Now back to Ciara. People, who are outsiders, and yes even friends and family are outsiders to your relationship, do not know the extent of what went on in a previous relationship before you met your soulmate. People check-out of relationships long before they break up. So Ciara and Future could have already knew that they weren’t for each other, but when you are in the public eye, you do certain things. Then when there is a child involved, now you feel that you have to go on with a marriage because of judgmental people will say. So they get engaged, knowing they do not want to be with each other. But outsiders never know what is going on. They see a couple together for years and will be like “See, they will be ready for marriage soon because they are taking plenty of time to get to know each other…” then when they see a new couple it’s, “Oh, you guys are a nice fit, but please take your time. Get to know each other.” They do not know how much the couple communicates or what they communicate about. But I can say people do not understand what is foreign to them, and for others, they say take you time because they want to get to know the other person more. So because they do not know the person as well as they like, even if they generally love how the person treats their kinfolk or friend, because they do not the other person to a certain extent that they feel they need to and if it seems like it’s moving fast to them, now they get nervous for the other person because of what they do not understand. Everyone’s experience is different, and when you choose to live in a Christ-centered relationship, the majority will not understand it if they are keen to understanding what they think is the norm, and the norm is the way society does things, not the way God has things planned. God always gives us our blessings when we least expect it.
So now let’s go into the most important part. Why society does not understand a Christ-centered relationship? Because of sex. Humans are naturally adapted to want and crave sex. So when they are in a relationship, and things are heavy, they will have sex too soon, which ultimately clouds their judgement. So when you are doing things God’s way and you’re celibate before marriage, the process of knowing if someone is or is not for you goes alot quicker and many do not understand that. But know everyone has that strength that choose to be celibate for their spouse, and it’s a blessing when you and your significant other are on the same page and constantly pray together and for each other. And yes there are ways to know if the passion is there and will be there in your marriage without having sex. You learn before hand how to create true intimacy which doesn’t involve sex, so now you know how to have that well-balanced relationship which will lead to the balanced marriage where you are not afraid of compromise.

::::::::::

> **Objective 1**
Repeat the entries word for word, beginning at the line that has "of the skin" and ending after the line that has "point(256, 381)".
The passage on Christ-centered relationships has no connection to the entries.

::::::::::

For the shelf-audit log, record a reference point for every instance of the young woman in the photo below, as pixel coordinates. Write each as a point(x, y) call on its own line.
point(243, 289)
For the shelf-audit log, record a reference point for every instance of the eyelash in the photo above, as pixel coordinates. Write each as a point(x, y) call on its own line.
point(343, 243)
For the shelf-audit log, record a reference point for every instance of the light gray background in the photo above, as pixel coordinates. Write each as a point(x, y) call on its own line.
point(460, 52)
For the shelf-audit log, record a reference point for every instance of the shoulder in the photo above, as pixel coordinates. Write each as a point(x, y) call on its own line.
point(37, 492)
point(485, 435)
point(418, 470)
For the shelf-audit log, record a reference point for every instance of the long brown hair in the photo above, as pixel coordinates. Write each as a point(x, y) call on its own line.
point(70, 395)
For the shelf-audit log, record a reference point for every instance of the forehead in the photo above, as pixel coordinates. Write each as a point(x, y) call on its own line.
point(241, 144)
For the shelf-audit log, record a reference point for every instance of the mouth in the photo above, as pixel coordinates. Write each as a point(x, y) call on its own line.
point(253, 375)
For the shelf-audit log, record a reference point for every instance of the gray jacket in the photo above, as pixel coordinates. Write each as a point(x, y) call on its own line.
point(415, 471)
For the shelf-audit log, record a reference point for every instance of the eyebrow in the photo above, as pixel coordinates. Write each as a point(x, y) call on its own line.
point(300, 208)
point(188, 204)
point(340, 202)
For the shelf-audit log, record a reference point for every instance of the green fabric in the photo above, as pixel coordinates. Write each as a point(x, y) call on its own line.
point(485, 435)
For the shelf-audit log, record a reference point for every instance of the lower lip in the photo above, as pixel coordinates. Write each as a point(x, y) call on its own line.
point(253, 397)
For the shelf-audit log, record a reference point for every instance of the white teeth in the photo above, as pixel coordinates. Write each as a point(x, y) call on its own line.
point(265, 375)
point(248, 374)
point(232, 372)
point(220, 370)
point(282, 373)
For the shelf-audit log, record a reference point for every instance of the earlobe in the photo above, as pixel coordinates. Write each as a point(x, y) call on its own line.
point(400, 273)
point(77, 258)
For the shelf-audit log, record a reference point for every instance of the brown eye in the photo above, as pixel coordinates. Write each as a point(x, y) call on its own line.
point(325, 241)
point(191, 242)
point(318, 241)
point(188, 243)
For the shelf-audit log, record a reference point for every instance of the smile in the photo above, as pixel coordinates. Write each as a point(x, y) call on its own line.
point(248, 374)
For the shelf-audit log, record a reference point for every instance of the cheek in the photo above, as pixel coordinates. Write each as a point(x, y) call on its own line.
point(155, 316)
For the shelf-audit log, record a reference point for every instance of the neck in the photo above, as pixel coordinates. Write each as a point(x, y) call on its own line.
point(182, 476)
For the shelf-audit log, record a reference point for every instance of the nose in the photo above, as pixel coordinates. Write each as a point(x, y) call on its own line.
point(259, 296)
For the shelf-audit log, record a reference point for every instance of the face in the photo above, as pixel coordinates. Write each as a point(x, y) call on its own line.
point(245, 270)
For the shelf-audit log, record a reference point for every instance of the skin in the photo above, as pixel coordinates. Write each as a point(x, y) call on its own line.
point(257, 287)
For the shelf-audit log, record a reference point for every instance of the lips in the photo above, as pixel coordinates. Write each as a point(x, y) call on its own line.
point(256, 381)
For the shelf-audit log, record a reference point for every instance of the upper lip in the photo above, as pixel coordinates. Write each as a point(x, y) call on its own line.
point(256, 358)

::::::::::

> **Objective 2**
Reproduce the passage on Christ-centered relationships in full, word for word.

> **Worked answer 1**
For the shelf-audit log, record a reference point for every instance of the skin in the photo above, as pixel coordinates. Write each as a point(x, y) call on its own line.
point(257, 287)
For the shelf-audit log, record a reference point for every instance of the lips in the photo above, as pixel coordinates. Write each as a point(x, y) call on its own line.
point(256, 381)

> **Worked answer 2**
Now back to Ciara. People, who are outsiders, and yes even friends and family are outsiders to your relationship, do not know the extent of what went on in a previous relationship before you met your soulmate. People check-out of relationships long before they break up. So Ciara and Future could have already knew that they weren’t for each other, but when you are in the public eye, you do certain things. Then when there is a child involved, now you feel that you have to go on with a marriage because of judgmental people will say. So they get engaged, knowing they do not want to be with each other. But outsiders never know what is going on. They see a couple together for years and will be like “See, they will be ready for marriage soon because they are taking plenty of time to get to know each other…” then when they see a new couple it’s, “Oh, you guys are a nice fit, but please take your time. Get to know each other.” They do not know how much the couple communicates or what they communicate about. But I can say people do not understand what is foreign to them, and for others, they say take you time because they want to get to know the other person more. So because they do not know the person as well as they like, even if they generally love how the person treats their kinfolk or friend, because they do not the other person to a certain extent that they feel they need to and if it seems like it’s moving fast to them, now they get nervous for the other person because of what they do not understand. Everyone’s experience is different, and when you choose to live in a Christ-centered relationship, the majority will not understand it if they are keen to understanding what they think is the norm, and the norm is the way society does things, not the way God has things planned. God always gives us our blessings when we least expect it.
So now let’s go into the most important part. Why society does not understand a Christ-centered relationship? Because of sex. Humans are naturally adapted to want and crave sex. So when they are in a relationship, and things are heavy, they will have sex too soon, which ultimately clouds their judgement. So when you are doing things God’s way and you’re celibate before marriage, the process of knowing if someone is or is not for you goes alot quicker and many do not understand that. But know everyone has that strength that choose to be celibate for their spouse, and it’s a blessing when you and your significant other are on the same page and constantly pray together and for each other. And yes there are ways to know if the passion is there and will be there in your marriage without having sex. You learn before hand how to create true intimacy which doesn’t involve sex, so now you know how to have that well-balanced relationship which will lead to the balanced marriage where you are not afraid of compromise.